Development of Acute Myeloid Leukemia Cell Membrane Coated Nanoparticles (AMCNPs) for Cancer Vaccination Immunotherapy

Acute Myeloid Leukemia (AML) is the most common acute leukemia in adults and has a five-year survival rate under 50%. Most patients will relapse even after complete remission is achieved through standard chemotherapy. Thus, one barrier in current AML therapy is how to target the minimal residual disease during remission. Recent developments in understanding cancer cell antigen presentation and immunosuppression have revealed the promise of cancer immunotherapy in activating immune responses to target residual disease. Each leukemia patient has a unique spectrum of cell surface antigens, which are mostly uncharacterized. If these antigens can be efficiently presented to the patient's immune system, immune responses to fight the leukemia can be significantly enhanced. We therefore sought to develop and characterize an AML cell membrane-coated nanoparticle (AMCNP) platform with nanoparticles (NPs) carrying the same surface antigens as the source leukemic cells for use as an anti-cancer vaccine.

To demonstrate that our AMCNP vaccines enhance leukemia-specific antigen dendritic cell (DC) presentation and T-cell responses, we modified the C1498 murine AML cell line to express membrane-bound chicken ovalbumin (C1498-mOVA) as a model antigen. We confirmed that the C1498-mOVA line presents the OVA MHC class-I "SIINFEKL" antigen through flow-cytometry and LacZ B3Z T-cell activation assays. The C1498-mOVA line remained leukemogenic when injected into C57BL/6 mice, with survival times between 30 and 55 days.

We generated both C1498 and C1498-mOVA membrane-coated nanoparticles, that were packaged with CpG oligo-deoxynucleotides (CpG) as an immune-stimulatory adjuvant. The final AMCNPs exhibit a core-shell structure with uniform coating as shown by transmission electron microscopy. The C1498-mOVA AMCNPs retained mOVA antigen. To confirm that the C1498-mOVA AMCNPs can effectively stimulate DC OVA MHC class I cross-presentation, we pulsed primary bone marrow derived DCs with C1498 AMCNPs or C1498-mOVA AMCNPs; only the C1498-mOVA AMCNP pulsed DCs specifically elicited OVA MHC class-I T-cell activation in lacZ B3Z T-cell activation assays.

_ _ _ _ _ _ _

What you should do >> Rewrite the passage on leukemia membrane-coated nanoparticles from "We generated both" up to and including "in lacZ B3Z T-cell activation assays.", swapping "adjuvant" for "enhancer".

_ _ _ _ _ _ _

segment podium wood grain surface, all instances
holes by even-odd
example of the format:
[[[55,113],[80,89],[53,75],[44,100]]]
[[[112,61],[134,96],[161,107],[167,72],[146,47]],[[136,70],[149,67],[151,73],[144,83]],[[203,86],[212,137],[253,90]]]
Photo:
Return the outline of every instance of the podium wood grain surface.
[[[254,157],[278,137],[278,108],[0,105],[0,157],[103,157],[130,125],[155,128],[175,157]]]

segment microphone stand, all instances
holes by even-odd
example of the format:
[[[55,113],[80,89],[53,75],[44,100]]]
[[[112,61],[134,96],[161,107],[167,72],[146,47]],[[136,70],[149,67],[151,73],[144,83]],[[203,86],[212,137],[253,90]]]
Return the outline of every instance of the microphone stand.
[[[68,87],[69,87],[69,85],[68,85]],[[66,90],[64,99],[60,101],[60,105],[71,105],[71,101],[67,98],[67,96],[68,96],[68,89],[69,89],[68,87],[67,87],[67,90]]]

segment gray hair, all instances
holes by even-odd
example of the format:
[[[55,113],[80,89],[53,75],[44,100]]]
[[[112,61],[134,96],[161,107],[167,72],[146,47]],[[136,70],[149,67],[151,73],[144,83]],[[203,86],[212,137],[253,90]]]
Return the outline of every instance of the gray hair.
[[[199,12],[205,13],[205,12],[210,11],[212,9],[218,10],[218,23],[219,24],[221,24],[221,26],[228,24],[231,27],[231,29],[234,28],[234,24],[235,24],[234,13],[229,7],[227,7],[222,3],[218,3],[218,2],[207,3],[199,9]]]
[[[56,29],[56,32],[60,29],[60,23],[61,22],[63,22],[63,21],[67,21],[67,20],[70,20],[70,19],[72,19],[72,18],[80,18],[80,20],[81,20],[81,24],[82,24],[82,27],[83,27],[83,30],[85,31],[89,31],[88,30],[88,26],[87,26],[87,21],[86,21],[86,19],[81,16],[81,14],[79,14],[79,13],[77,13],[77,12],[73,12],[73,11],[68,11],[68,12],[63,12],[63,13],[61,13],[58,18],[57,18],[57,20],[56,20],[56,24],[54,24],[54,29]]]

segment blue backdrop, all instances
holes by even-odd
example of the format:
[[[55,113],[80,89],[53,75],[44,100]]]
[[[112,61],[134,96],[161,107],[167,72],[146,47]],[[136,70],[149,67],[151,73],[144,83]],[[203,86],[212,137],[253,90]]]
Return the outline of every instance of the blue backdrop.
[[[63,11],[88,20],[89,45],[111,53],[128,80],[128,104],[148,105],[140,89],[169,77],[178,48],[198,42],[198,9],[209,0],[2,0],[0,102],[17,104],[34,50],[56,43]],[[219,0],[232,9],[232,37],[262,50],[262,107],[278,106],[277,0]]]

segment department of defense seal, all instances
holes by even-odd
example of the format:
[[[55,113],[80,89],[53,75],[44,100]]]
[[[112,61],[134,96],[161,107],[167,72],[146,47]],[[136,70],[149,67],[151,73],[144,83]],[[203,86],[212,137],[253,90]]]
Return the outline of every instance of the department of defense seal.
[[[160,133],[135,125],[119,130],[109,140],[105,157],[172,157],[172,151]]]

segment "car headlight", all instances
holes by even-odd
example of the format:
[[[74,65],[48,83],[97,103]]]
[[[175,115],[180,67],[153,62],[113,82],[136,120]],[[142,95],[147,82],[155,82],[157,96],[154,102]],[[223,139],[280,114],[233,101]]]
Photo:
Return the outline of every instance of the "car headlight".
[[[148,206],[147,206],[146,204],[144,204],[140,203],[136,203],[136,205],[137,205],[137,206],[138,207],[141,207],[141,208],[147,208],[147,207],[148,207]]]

_ _ _ _ _ _ _

Response to the exercise >>
We generated both C1498 and C1498-mOVA membrane-coated nanoparticles, that were packaged with CpG oligo-deoxynucleotides (CpG) as an immune-stimulatory enhancer. The final AMCNPs exhibit a core-shell structure with uniform coating as shown by transmission electron microscopy. The C1498-mOVA AMCNPs retained mOVA antigen. To confirm that the C1498-mOVA AMCNPs can effectively stimulate DC OVA MHC class I cross-presentation, we pulsed primary bone marrow derived DCs with C1498 AMCNPs or C1498-mOVA AMCNPs; only the C1498-mOVA AMCNP pulsed DCs specifically elicited OVA MHC class-I T-cell activation in lacZ B3Z T-cell activation assays.